## Supplied data
------------------------------------------------------------------------
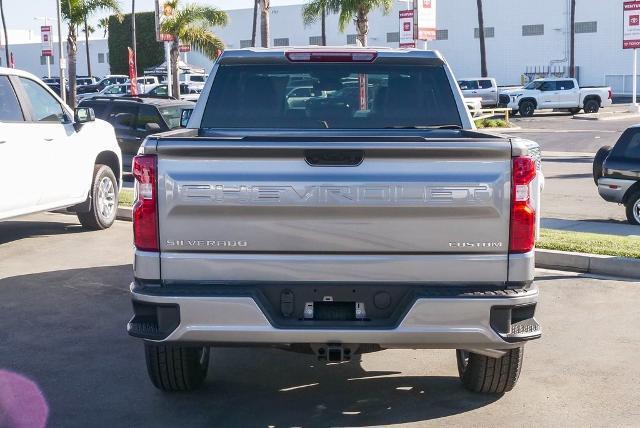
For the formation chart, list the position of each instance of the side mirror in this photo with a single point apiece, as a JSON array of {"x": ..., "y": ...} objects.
------------------------------------------------------------------------
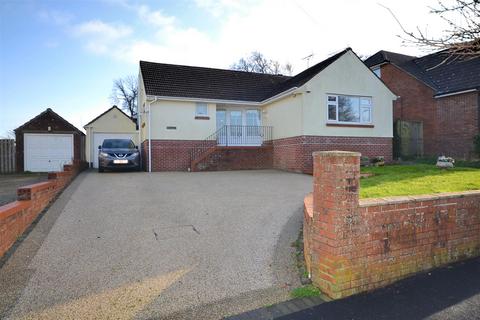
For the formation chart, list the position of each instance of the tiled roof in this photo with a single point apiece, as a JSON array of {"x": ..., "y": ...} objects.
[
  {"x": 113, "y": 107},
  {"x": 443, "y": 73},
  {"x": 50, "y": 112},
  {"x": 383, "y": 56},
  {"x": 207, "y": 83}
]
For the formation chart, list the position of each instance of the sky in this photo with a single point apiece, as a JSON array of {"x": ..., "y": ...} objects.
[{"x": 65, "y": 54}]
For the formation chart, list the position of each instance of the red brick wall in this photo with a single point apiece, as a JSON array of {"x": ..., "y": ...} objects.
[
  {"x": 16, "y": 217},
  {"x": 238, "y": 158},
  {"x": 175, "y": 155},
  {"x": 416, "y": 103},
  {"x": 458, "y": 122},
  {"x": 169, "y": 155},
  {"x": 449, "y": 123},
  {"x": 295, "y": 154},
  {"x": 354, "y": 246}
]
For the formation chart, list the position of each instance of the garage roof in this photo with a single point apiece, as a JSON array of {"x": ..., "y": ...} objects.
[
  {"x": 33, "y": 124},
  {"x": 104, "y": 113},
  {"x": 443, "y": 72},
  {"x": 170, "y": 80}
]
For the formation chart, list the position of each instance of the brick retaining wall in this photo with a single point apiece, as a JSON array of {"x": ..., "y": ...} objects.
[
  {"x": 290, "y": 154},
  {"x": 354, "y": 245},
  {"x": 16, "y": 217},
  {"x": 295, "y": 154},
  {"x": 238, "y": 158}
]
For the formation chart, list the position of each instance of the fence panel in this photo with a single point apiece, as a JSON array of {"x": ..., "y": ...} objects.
------------------------------------------------------------------------
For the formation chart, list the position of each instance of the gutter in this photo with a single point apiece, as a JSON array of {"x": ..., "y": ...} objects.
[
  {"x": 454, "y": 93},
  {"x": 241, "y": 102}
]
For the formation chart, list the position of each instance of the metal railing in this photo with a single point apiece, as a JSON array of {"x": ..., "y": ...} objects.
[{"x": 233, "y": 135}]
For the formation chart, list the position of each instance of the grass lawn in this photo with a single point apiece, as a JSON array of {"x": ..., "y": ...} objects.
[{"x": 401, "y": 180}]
------------------------------------------------------------------------
All lines above from the line with "sky in this" through the line with "of the fence", both included, are to be set down exactly, with nothing else.

For the formation chart, list the position of each instance of the sky in this photo with a single point apiece, as a JSON array of {"x": ..., "y": ...} objects.
[{"x": 65, "y": 54}]
For the formation chart, list the position of each instance of the red brick wall in this photo with a single point apiece, as a JSON array of {"x": ..., "y": ...} objects.
[
  {"x": 16, "y": 217},
  {"x": 238, "y": 158},
  {"x": 175, "y": 155},
  {"x": 416, "y": 103},
  {"x": 458, "y": 122},
  {"x": 169, "y": 155},
  {"x": 449, "y": 123},
  {"x": 295, "y": 154},
  {"x": 354, "y": 246}
]
For the formation chart, list the position of each instance of the garage roof in this photo with a single point apiece, as a JSON array of {"x": ..., "y": ...} objects.
[
  {"x": 33, "y": 124},
  {"x": 104, "y": 113},
  {"x": 443, "y": 72},
  {"x": 170, "y": 80}
]
For the formation chart, list the position of each instance of the brick retaining wall in this photo with a single point apiece, as a JSON array of {"x": ..., "y": ...} objects.
[
  {"x": 290, "y": 154},
  {"x": 354, "y": 245},
  {"x": 16, "y": 217},
  {"x": 295, "y": 154},
  {"x": 238, "y": 158}
]
For the formation chart, list the position of each instance of the fence panel in this photo with a single point apiece, as a JSON array of {"x": ..., "y": ...} objects.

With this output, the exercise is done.